* begin MATERIAL FOR THE TASK *

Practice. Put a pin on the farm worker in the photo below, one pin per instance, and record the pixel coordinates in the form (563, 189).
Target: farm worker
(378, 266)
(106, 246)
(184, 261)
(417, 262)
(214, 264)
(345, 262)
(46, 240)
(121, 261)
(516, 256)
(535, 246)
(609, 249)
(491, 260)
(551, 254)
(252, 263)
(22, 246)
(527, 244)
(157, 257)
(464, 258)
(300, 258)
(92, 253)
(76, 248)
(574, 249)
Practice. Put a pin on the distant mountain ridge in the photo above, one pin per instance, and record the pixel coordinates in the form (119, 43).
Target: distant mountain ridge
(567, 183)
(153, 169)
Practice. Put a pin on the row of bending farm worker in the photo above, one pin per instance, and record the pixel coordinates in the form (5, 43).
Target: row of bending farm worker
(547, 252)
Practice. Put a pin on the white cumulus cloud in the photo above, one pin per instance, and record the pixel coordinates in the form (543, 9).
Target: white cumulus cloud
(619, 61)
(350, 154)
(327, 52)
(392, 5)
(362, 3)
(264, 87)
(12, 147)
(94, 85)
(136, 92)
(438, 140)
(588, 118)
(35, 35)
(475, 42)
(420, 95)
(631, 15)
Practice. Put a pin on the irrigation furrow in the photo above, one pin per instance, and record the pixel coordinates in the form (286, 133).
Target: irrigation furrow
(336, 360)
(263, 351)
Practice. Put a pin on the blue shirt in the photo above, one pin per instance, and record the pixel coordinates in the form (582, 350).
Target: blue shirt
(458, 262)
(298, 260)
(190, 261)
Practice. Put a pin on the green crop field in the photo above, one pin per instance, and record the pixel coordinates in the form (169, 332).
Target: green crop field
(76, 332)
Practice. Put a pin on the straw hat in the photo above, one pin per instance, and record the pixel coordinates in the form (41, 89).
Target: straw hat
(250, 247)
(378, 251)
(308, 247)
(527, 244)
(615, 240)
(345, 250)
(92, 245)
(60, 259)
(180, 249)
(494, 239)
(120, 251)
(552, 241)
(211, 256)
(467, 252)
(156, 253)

* end MATERIAL FOR THE TASK *

[AIM OF THE EXERCISE] Exact repetition is required for the lines from the one that contains "Practice. Put a pin on the blue" through the final line; leave out everything else.

[ANSWER TO THIS EXERCISE]
Practice. Put a pin on the blue shirt in the photo above, one pin per instance, and record the pixel coordinates in the form (582, 350).
Target: blue shirt
(458, 262)
(298, 260)
(190, 261)
Practice. Put a pin on the green crop field in the photo above, one pin per instance, and record the pixel coordinates in the form (169, 332).
Target: green crop field
(76, 332)
Practice. Put a pin on the straw hat in the photo above, one pin per instance, and record the pixel coordinates in the form (41, 89).
Target: straw hat
(250, 247)
(378, 251)
(308, 247)
(527, 244)
(615, 240)
(345, 250)
(92, 245)
(60, 259)
(180, 249)
(494, 239)
(120, 251)
(552, 241)
(211, 256)
(467, 252)
(156, 253)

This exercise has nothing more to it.